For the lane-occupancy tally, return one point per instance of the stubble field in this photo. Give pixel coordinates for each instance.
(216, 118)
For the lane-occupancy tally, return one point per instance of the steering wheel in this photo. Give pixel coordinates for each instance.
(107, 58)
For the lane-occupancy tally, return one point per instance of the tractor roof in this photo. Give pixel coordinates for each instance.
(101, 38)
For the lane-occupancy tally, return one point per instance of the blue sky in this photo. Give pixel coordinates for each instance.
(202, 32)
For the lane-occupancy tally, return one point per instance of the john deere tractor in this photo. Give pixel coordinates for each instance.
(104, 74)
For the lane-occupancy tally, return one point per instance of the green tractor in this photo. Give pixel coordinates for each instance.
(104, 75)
★ ★ ★ ★ ★
• [Brief]: Output the entire listing above exactly, keeping each line as it is.

• [Result]:
For the lane-occupancy tally, return one point per instance of the stubble field in this photo. Give pixel coordinates for each instance.
(216, 118)
For the lane-occupancy tally, return one point per instance of the steering wheel in this photo. Give pixel coordinates for each instance.
(107, 58)
For the lane-occupancy tally, return one point per instance of the tractor roof in this photo. Give pixel coordinates for each instance.
(101, 38)
For the lane-occupancy tally, return one point per instance of the blue sky in this photo. Give pixel coordinates for each instance.
(202, 32)
For the lane-occupancy tally, return one point per instance of the john deere tractor in this photo. Give pixel coordinates for each instance.
(104, 74)
For the lane-occupancy tally, return one point per instance of the green tractor in this photo. Give pixel coordinates for each instance.
(104, 75)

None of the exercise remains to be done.